■ **Stated exercise**
Return exactly the lines from the one containing "like (14, 249)." through the last line of the records below, both included, and leave out any pictures.

■ **Data provided**
____________________

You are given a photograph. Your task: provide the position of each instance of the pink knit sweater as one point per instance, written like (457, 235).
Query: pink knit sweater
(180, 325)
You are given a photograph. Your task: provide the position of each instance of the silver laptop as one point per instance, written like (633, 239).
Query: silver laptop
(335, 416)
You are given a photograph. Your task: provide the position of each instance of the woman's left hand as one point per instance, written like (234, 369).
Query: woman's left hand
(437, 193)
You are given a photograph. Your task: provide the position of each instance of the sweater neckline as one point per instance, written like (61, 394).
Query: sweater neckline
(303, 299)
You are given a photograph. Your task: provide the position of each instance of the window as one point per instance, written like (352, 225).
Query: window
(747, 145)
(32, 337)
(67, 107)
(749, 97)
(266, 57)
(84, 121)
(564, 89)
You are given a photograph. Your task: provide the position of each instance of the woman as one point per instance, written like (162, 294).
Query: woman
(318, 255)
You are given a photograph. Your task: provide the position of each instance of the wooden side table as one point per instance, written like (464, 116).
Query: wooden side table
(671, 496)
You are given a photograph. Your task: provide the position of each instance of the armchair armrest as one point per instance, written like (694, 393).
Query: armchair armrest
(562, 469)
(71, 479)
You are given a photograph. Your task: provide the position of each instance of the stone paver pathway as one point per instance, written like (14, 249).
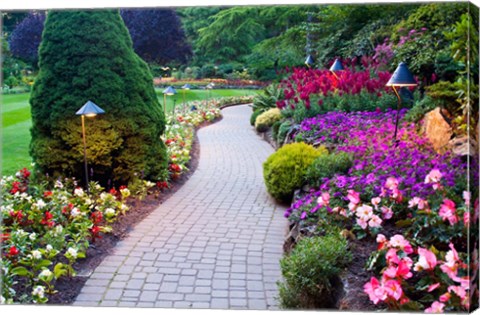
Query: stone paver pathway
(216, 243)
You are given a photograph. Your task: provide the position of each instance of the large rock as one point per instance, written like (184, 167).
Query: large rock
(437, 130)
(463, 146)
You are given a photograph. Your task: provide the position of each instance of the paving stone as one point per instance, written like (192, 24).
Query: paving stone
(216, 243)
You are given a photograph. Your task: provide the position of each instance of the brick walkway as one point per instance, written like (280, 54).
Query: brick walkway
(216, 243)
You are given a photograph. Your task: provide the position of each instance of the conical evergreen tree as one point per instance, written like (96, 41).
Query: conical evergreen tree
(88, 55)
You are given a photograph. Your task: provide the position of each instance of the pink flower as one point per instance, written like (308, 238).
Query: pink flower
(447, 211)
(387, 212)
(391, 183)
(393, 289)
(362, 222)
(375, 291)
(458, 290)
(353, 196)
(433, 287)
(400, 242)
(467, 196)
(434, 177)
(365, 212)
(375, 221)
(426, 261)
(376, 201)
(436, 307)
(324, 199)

____________________

■ **Task output**
You are given a photograph. Your task: provide the position of each instance of the stone paver pathway as one point per instance, written like (14, 249).
Query: stone paver pathway
(216, 243)
You are given a photograph. Your task: provide the position of each instance of the large rock as one point per instance, written like (184, 167).
Query: large rock
(437, 130)
(463, 146)
You are given a photograph. Your task: provide the position of each instance of the paving stone as one point per instance, written like (192, 24).
Query: paving stone
(216, 243)
You are given a photograph. Your task: provide the position of each instance of the brick walkway as one point per instance, written like (280, 54).
Query: brick walkway
(216, 243)
You are given a photograph. Your task: provide the position of each instance of the conical evergreen tree as one point per instance, written like (96, 41).
Query: conical evergreen tree
(88, 55)
You are given a photograph. Your task: provide the position of each instance of the pink flower as one point per instance, written like (308, 238).
Query: pink flower
(447, 211)
(387, 212)
(391, 183)
(393, 289)
(362, 222)
(375, 291)
(458, 290)
(353, 196)
(433, 287)
(400, 242)
(467, 196)
(434, 177)
(365, 212)
(375, 221)
(426, 261)
(376, 201)
(436, 307)
(324, 199)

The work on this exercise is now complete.